═══ TEXT PROVIDED ═══

Saturday, August 14, 2004
Airports looking to snatch up business O'Hare can't handle
The Daily Southtown - Chicago (IL)
Chicago's O'Hare International Airport, the nation's busiest, has grown
beyond what it can sustain, and now three smaller airports in Gary,
Rockford and Milwaukee are offering a helping hand.
"Avoid the Chicago ORDeal," Milwaukee's Mitchell International Airport
will suggest this month to 100,000 northern Illinois residents with a
booklet designed to draw passengers away from O'Hare.
The advertising pitch capitalizes on ORD as O'Hare's three-letter
airport code designation, one that dates to the original airstrip there
known as Orchard Field.
Mitchell is 90 miles from downtown Chicago.
Gary/Chicago International Airport, 30 miles from downtown Chicago, is
adding 400 free parking spaces and positioning itself to take flights in
case the Transportation Department mandates reductions at O'Hare.

═══ DATA SHOWN ═══

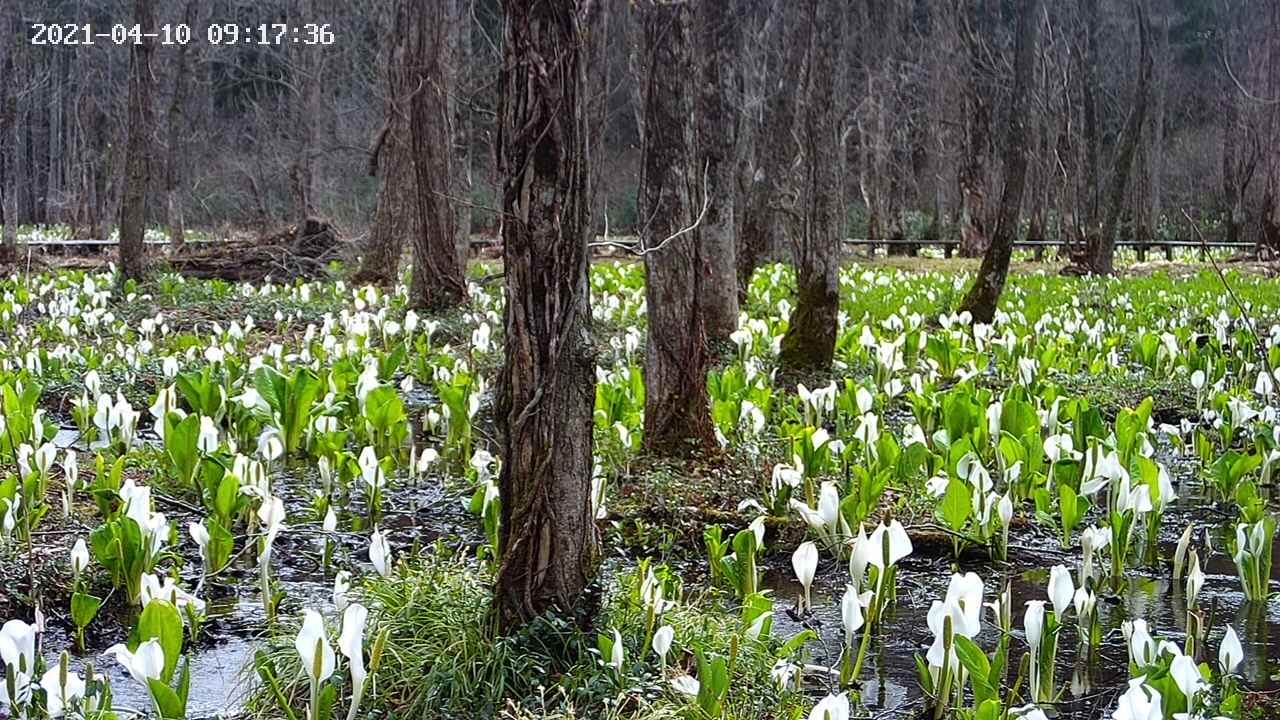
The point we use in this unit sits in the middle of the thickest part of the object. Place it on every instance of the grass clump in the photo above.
(443, 657)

═══

### OBJECTIVE
According to the article on airports near O'Hare, how far is Gary/Chicago International Airport from downtown Chicago? The listing comes from a separate source unrelated to the article.

### RESULT FOR THIS EXERCISE
30 miles.